Source document
============
In Chicago, FEMA worked with the National Guard and the U.S. Army Corps of Engineers to transform the city’s McCormick Place Convention Center into an alternate care facility for COVID-19 patients that don’t require intensive care. The convention center now boasts 1,750 rooms to help respond to future patients infected with the novel coronavirus.

“In addition to Chicago, under construction right now is the TCF center in Detroit,” said James Joseph, FEMA’s Midwest regional director. “The idea is to help support hospitals. There could be non-COVID patients or there could be COVID patients at these facilities.”

Chicago’s O’Hare International Airport has also been at the center of FEMA’s Project Airbridge, designed to transport medical supplies from FEMA chartered planes to onto third-party vehicles heading towards hospitals and other hard-hit areas.

While FEMA is responsible for coordinating the flow of medical supplies, it does not actually control the movement of those supplies. The task of actually distributing supplies has been left to private sector companies along with the nation’s largest transport carriers — UPS and FedEx.

“Our FEMA distribution centers have MREs, blankets and water, not the medical supplies,” said Lizzie Litzow, a FEMA spokesperson.

What did FEMA know and when?

FEMA, however, in July 2019 issued a warning with stunning accuracy about the perils of pandemic similar to the novel coronavirus. The report was drafted along with input from the White House Office of Science and Technology Policy and even warned about actions that would be needed to mitigate the effect, including social distancing.

ABC News' Martha Raddatz first asked FEMA administrator Pete Gaynor whether there was any warning about a coming pandemic.

"Is it really fair to say you had no warning about this?" Raddatz asked in a March 22 interview on This Week.

"The public health medical mission, statutory lies with HHS," Gaynor replied. "My mission, FEMA, prior to this was national disasters and those catastrophic events that happen."

PHOTO: President Donald Trump and Vice President Mike Pence attend a teleconference with governors at the Federal Emergency Management Agency(FEMA) headquarters, March 19, 2020, in Washington, D.C.
President Donald Trump and Vice President Mike Pence attend a teleconference with governors at the Federal Emergency Management Agency(FEMA) headquarters, March 19, 2020, in Washington, D.C.
Evan Vucci/Pool via AFP/Getty Images

But as the coronavirus rattles the world, governments everywhere are in a race to quickly procure critical medical supplies with a portion of supplies circulating within the U.S. heading for export overseas.
============
Exercise requirements
A - From the FEMA article, reproduce the passage that begins at "But as the coronavirus" and stops after "for export overseas.".
B - Answer these questions using the FEMA article:
(i) How many rooms does the McCormick Place Convention Center now have?
(ii) Which two transport carriers are named as distributing supplies?
(iii) In what month and year did FEMA issue its pandemic warning?
C - Pick up the FEMA article after its final sentence and write the next few paragraphs.

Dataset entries
============
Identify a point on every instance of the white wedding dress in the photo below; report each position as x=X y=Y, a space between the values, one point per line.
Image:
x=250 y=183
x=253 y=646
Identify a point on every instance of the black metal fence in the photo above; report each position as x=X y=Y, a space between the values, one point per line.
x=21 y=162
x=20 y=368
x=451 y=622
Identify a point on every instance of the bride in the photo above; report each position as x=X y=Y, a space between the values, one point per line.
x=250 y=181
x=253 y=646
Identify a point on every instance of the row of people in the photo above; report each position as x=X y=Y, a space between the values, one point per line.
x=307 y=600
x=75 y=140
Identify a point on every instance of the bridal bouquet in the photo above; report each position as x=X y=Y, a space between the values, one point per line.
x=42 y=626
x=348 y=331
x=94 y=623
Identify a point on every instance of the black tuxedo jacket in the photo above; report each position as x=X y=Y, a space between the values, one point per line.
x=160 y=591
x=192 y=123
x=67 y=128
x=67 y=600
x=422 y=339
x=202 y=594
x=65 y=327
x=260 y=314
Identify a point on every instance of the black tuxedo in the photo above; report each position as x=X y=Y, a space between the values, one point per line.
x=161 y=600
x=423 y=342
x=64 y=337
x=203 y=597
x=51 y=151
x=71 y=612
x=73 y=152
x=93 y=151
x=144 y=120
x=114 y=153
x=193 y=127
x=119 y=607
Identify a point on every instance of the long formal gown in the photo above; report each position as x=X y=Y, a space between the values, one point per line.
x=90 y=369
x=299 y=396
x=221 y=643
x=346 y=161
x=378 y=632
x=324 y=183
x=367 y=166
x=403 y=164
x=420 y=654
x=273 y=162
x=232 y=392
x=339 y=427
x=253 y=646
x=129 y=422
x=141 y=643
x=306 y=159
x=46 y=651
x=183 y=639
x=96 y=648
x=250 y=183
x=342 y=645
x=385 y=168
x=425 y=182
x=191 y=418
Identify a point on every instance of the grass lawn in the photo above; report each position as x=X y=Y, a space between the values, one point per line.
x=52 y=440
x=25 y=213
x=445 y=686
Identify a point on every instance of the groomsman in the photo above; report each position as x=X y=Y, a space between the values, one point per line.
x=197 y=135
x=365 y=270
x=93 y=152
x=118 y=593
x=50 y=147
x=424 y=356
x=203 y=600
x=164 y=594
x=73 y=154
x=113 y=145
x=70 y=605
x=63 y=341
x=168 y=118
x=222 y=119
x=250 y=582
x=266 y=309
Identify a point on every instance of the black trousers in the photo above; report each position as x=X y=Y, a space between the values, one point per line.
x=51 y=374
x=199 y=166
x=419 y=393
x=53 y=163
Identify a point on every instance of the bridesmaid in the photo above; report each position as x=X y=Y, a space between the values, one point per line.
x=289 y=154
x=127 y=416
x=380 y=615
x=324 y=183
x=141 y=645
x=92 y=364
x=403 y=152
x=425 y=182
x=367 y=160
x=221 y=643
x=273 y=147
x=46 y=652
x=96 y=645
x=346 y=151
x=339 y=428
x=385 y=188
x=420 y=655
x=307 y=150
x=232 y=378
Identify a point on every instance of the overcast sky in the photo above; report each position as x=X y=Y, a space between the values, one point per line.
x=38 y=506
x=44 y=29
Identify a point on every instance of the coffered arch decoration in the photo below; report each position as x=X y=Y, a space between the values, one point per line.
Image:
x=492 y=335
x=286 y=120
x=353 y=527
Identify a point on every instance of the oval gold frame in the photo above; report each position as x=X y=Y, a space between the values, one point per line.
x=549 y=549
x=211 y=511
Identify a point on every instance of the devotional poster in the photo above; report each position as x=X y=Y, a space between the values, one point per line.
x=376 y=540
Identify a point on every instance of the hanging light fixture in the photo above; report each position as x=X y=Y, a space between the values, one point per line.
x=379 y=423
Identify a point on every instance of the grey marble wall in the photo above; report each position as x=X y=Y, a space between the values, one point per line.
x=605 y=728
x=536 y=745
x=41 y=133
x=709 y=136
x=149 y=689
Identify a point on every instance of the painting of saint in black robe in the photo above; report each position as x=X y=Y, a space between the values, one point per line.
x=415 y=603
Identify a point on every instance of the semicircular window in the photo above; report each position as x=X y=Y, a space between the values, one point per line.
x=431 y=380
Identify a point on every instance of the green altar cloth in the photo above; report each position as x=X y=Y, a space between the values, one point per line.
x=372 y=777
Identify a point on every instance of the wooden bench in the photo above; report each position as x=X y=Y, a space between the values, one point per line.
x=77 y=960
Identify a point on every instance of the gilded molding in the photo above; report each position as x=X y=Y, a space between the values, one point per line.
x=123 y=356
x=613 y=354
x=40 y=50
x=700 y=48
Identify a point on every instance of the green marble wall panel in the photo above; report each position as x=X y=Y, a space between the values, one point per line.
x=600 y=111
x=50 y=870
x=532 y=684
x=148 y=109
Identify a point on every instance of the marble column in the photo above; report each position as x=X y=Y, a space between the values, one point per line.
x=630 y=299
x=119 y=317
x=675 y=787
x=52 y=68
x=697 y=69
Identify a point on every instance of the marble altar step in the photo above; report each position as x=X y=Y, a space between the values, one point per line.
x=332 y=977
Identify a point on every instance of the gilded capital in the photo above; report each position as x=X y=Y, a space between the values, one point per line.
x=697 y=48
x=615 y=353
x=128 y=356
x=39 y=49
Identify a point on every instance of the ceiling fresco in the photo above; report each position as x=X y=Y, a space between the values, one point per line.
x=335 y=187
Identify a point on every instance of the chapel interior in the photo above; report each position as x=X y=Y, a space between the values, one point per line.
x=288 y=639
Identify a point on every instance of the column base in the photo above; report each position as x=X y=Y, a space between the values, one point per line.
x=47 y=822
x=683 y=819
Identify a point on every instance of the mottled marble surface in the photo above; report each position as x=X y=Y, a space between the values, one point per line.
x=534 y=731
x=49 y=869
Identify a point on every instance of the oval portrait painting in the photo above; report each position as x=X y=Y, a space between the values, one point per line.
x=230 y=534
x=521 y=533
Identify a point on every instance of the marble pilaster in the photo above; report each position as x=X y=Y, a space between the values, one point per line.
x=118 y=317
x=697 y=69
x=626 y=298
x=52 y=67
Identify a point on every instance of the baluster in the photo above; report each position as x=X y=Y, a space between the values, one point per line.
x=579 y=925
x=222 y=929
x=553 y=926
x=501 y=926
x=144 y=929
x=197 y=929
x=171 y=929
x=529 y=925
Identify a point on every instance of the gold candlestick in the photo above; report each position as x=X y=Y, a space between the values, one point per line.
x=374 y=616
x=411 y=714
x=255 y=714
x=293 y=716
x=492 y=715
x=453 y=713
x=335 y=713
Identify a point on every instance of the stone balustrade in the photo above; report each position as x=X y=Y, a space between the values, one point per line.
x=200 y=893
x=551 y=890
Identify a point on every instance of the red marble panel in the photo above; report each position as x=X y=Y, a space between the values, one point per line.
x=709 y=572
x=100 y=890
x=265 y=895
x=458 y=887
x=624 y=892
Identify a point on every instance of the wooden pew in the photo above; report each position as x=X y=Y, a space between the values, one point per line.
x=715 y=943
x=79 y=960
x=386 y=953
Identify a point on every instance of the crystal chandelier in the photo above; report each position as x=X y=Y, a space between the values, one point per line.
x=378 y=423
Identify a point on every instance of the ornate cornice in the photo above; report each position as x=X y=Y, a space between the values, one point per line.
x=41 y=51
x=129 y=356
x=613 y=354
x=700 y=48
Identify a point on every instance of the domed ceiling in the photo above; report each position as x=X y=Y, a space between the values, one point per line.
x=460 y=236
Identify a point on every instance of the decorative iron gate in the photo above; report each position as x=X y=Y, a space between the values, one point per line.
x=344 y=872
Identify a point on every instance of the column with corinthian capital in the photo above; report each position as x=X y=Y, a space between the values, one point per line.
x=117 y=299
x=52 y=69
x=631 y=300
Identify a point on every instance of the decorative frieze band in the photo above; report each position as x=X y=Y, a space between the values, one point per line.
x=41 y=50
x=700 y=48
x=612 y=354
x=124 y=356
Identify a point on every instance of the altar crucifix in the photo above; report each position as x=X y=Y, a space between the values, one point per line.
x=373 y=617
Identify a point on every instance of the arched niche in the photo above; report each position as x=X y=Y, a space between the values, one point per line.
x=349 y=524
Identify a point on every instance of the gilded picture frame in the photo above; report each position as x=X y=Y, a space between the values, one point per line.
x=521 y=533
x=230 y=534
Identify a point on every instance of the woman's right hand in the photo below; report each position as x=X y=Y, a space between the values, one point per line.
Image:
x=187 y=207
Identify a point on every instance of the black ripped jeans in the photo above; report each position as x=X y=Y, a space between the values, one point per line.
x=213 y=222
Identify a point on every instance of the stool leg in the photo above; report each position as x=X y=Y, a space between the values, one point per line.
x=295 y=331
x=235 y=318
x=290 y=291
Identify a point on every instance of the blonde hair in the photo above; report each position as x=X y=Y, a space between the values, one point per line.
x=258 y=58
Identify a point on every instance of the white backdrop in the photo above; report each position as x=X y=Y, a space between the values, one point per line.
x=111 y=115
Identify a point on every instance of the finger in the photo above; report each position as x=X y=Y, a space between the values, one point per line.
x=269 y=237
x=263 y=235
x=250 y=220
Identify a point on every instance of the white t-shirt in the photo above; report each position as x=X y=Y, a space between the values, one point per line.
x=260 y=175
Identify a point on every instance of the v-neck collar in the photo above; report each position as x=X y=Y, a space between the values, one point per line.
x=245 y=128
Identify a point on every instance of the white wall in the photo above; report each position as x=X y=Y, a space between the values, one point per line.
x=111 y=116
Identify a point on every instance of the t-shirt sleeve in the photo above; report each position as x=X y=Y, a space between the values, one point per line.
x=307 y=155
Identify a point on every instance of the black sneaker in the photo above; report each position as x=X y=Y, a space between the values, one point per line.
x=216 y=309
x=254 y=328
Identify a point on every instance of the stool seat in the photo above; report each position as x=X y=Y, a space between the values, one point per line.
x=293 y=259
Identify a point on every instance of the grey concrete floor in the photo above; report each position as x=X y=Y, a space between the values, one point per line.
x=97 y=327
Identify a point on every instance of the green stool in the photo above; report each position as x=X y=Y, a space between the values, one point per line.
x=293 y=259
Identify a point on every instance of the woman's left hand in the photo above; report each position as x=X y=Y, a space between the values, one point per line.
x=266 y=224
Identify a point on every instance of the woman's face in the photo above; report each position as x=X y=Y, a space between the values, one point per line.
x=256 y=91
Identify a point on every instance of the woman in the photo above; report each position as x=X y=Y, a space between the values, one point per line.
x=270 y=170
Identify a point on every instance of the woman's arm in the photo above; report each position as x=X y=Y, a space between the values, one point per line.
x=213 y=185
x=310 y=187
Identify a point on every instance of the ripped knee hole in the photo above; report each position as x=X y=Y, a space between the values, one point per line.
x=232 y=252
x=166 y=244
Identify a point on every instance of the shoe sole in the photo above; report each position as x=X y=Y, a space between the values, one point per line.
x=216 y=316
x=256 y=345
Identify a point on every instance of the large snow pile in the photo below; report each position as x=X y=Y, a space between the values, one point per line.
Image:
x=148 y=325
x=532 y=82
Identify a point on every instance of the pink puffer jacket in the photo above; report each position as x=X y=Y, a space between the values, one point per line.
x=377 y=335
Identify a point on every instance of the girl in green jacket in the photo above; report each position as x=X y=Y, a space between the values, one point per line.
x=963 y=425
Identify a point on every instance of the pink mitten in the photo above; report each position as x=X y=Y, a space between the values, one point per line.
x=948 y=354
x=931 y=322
============
Response list
A -
But as the coronavirus rattles the world, governments everywhere are in a race to quickly procure critical medical supplies with a portion of supplies circulating within the U.S. heading for export overseas.

B -
(i) 1,750
(ii) UPS and FedEx
(iii) July 2019

C -
FEMA and CBP announced in a rare joint statement that they would work together to detain the domestic shipment of N95 respirators, surgical masks and gloves diverted for foreign export.

“COVID-19 has exposed the weakness of our supply chain infrastructure,” said Brock Long, executive chairman of Hagerty Consulting Group and a former FEMA administrator. “The private sector owns a majority of the infrastructure that we rely on.”

Preparing for the next disaster

The 2019 North Atlantic hurricane season had 18 named storms, six hurricanes, and three major hurricanes, according to NOAA, the agency responsible for monitoring major weather systems that could impact the U.S.

The first predictions for the 2020 hurricane season are expected from NOAA towards the end of May.

Around this time, FEMA would normally begin preparations for hurricane season. But the agency is deeply involved in addressing complaints from several state governors about supplies that haven’t arrived.

“A majority of the requests the governors are requesting from FEMA cannot be fulfilled because the materials don’t exist,” Long said. “We don’t need a bigger FEMA to overcome a pandemic next time, we need stronger infrastructure support.”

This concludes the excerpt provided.